### Texto de referencia:

Estamos hasta los mismísimos cojo.... de los profes progresociatas-cocos”.
¿Se puede “exigir” en nombre de Jesús a los poderes públicos que eduquen a sus hijos según el Evangelio? Una cosa es la libertad religiosa de los padres para educar, y otra muy distinta la coacción para educar en la escuela común en una determinada ideología, por muy religiosa que sea. Ese nunca fue el proceder de Jesús ni de las primeras comunidades cristianas. Eso lo impusieron los políticos (reyes, nobles...) en complicidad con los dirigentes eclesiales frente al pueblo analfabeto y esclavizado. En esta línea se llegó muy lejos. Hasta llegar a sostener un Papa este disparate: “no consideramos que sean homicidas los que, ardiendo en celo de su Católica Madre contra los excomulgados, resulte que han destrozado algunos de ellos” (Carta del papa Urbano II al obispo Godofredo; Epístola 132. PL 151, 394; ver también en MANSI, XX, 713). “Hasta existe una penosa decretal de Inocencio III que recomienda negar los cuidados y medicinas a un enfermo si no consiente en recibir los sacramentos, aun cuando de ello se siga la muerte” (J. I. González Faus: La autoridad de la verdad. Ed. Sal Terrae, Santander 2006, 2ª ed. p. 41).
El concilio Vaticano II, mirando la vida de Jesús, nos recuerda que nuestro Maestro “dio testimonio de la verdad, pero no quiso imponerla por la fuerza a los que le contradecían, pues su reino no se defiende a golpes, sino que se establece dando testimonio de la verdad y prestándole oído, y crece por el amor con que Cristo, levantado en la cruz, atrae a los hombres a sí mismo... Desde los primeros días de la Iglesia los discípulos de Cristo se esforzaron en convertir a los hombres a la fe de Cristo Señor, no por acción coercitiva ni por métodos indignos del Evangelio, sino, ante todo, por la virtud de la palabra de Dios... Confiando plenamente en la fuerza divina de esta palabra para destruir los poderes enemigos de Dios y llevar a los hombres a la fe y al acatamiento de Cristo...” (DH 11).
El mismo documento reconoce humildemente que “aunque en la vida del pueblo de Dios... se ha dado a veces un comportamiento menos conforme con el espíritu evangélico, e incluso contrario a él, no obstante siempre se mantuvo la doctrina de la Iglesia de que nadie sea forzado a abrazar la fe” (DH 12). Así es de curiosa la Iglesia: nos ha conservado el Evangelio que ella misma no deja, sobre todo en sus dirigentes, de contrariar. Por ello, sin duda, hay que estarle agradecido. Casi siempre ha sido la sociedad civil quien les ha obligado a renunciar a los privilegios y hacerla mirar a su divino Fundador que “efectuó la obra salvadora en pobreza y persecución” (LG 8).

Datos de localización de objetos en lenguaje natural:
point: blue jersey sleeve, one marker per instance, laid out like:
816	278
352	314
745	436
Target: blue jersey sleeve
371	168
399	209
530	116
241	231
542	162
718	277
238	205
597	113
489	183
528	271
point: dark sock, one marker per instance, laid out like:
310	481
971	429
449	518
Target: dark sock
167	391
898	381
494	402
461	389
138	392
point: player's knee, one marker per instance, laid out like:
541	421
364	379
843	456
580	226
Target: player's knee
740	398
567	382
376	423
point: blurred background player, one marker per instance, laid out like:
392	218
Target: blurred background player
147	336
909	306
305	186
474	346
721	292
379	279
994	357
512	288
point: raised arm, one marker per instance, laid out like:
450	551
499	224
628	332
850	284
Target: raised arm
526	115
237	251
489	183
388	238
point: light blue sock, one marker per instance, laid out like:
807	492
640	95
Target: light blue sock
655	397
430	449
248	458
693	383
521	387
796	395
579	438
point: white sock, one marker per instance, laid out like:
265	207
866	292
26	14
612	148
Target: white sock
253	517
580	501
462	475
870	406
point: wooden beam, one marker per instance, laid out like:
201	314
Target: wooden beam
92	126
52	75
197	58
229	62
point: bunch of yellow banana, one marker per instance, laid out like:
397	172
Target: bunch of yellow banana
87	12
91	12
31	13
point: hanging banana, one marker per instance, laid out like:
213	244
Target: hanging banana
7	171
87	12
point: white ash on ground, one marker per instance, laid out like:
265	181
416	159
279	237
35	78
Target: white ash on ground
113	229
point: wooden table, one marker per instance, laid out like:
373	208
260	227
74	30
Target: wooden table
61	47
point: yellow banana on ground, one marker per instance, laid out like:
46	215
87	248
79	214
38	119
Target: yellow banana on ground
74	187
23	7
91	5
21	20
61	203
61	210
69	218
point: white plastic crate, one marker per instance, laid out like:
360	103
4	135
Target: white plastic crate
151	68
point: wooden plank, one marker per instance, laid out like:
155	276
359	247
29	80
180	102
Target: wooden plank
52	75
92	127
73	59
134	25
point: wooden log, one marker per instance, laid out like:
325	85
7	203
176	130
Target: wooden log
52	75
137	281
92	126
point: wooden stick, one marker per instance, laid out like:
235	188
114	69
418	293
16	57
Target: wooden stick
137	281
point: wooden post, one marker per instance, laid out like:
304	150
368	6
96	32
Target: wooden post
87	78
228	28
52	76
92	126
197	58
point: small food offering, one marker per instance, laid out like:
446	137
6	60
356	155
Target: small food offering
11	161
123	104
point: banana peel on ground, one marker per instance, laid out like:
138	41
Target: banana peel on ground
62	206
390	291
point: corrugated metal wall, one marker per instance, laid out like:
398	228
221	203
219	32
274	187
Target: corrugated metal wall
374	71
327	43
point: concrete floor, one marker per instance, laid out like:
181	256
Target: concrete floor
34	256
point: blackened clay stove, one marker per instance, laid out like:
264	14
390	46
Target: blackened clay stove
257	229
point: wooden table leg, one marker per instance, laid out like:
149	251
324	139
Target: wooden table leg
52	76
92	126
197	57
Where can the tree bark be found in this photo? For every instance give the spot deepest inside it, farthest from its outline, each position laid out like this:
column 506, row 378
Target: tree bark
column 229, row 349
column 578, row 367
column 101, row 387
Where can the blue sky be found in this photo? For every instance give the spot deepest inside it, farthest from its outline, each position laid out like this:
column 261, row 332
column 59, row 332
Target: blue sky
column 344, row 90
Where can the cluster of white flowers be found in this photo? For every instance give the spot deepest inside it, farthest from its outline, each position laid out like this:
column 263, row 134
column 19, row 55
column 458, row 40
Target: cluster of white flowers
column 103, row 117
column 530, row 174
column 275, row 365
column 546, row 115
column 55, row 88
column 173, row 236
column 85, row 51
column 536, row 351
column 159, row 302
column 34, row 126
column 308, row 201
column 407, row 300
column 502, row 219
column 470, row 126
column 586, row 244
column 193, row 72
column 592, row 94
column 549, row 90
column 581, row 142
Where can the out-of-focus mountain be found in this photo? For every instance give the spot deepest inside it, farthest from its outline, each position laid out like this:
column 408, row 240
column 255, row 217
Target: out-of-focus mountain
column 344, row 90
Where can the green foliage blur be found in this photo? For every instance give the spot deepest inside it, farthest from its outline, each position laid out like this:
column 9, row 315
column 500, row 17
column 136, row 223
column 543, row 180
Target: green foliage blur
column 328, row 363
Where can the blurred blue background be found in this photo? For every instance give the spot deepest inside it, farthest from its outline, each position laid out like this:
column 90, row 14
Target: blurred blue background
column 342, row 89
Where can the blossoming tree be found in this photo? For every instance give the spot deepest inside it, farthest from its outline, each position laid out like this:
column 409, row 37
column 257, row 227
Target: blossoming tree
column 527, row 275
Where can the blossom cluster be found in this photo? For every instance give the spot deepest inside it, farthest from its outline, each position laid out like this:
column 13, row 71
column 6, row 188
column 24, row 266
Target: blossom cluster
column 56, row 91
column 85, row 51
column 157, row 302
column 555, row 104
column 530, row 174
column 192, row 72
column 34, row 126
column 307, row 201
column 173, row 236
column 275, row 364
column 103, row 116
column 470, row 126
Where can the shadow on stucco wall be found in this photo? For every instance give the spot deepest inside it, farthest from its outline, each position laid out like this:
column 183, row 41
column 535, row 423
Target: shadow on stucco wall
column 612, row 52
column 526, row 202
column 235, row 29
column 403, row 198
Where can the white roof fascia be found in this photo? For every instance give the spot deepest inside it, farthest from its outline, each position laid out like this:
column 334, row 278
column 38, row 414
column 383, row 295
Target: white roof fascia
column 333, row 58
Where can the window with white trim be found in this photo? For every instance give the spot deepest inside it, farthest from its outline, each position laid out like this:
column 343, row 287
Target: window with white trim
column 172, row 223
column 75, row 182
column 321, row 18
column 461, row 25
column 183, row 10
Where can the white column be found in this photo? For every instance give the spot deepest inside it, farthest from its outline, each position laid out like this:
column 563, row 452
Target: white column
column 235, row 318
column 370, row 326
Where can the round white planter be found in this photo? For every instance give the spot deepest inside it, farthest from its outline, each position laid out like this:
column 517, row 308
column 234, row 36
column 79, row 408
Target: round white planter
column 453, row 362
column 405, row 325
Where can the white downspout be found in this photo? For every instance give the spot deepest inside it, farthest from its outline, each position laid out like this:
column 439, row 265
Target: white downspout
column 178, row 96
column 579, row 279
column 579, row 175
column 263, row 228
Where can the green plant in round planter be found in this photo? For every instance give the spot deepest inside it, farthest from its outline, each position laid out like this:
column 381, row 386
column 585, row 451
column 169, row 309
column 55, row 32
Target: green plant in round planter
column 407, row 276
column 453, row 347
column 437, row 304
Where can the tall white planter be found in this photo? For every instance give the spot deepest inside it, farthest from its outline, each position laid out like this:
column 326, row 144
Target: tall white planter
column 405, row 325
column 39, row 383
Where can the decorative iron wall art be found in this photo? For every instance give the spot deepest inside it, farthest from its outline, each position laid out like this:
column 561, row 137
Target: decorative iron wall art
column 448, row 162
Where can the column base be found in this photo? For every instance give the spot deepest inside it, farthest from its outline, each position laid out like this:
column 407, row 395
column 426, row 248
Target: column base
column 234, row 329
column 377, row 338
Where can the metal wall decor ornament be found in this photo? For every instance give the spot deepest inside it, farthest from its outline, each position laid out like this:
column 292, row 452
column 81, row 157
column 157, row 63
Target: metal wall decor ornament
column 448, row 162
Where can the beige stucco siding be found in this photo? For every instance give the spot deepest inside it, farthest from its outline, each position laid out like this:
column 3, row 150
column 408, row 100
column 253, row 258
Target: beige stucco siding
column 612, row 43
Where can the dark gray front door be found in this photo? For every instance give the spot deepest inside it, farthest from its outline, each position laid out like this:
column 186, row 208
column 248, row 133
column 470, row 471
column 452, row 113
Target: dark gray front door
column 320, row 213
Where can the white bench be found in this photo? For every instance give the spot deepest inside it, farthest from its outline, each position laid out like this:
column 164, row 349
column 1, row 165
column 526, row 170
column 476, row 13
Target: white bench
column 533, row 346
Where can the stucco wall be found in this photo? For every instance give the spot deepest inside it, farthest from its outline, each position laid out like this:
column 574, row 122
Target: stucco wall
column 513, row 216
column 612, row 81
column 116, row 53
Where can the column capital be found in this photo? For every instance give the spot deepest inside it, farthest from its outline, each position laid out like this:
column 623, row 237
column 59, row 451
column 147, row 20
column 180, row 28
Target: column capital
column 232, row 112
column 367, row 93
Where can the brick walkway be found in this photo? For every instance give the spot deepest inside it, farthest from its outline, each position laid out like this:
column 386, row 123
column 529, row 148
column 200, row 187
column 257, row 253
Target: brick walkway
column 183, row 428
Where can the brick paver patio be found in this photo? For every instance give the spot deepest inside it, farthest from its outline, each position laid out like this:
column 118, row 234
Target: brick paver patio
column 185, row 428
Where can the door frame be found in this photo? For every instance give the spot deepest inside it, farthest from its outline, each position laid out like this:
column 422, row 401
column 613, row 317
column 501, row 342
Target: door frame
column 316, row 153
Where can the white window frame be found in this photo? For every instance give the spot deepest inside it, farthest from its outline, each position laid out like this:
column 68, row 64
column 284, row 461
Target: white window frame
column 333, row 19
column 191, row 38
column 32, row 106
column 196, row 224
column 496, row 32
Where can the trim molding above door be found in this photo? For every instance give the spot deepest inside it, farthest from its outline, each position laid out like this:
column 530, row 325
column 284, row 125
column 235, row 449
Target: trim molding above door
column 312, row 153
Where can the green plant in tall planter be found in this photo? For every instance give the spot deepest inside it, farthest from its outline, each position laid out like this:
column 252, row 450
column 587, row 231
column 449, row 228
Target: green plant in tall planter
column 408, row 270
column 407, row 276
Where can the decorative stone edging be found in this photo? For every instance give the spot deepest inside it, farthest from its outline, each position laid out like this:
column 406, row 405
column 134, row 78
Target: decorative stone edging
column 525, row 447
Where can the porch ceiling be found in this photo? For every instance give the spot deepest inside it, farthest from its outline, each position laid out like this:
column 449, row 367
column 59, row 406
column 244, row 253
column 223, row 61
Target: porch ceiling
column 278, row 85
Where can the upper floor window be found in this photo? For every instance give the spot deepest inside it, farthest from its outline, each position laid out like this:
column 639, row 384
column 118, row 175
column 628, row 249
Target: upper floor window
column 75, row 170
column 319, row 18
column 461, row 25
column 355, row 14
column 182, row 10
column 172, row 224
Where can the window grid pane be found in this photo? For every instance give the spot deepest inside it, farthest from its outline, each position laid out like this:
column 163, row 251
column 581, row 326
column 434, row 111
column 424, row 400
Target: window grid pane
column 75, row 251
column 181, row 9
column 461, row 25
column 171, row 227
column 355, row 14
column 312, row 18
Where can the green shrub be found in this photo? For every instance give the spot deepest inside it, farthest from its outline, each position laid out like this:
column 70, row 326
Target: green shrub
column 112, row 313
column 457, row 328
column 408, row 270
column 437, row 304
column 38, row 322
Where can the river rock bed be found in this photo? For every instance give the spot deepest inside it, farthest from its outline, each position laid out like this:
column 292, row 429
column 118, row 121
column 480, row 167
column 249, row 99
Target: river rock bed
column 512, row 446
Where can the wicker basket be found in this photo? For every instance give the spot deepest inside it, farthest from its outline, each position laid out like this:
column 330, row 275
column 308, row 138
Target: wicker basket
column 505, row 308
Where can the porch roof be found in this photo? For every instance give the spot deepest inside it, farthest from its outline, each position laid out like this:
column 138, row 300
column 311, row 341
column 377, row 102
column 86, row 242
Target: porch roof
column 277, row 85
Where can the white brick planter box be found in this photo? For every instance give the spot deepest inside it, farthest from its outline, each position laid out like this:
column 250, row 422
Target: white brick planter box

### Requisitos del ejercicio:
Según el texto, ¿a qué obispo dirigió el papa Urbano II la carta que se cita? El listado no interviene en lo que aquí se solicita.

### Respuesta:
Al obispo Godofredo.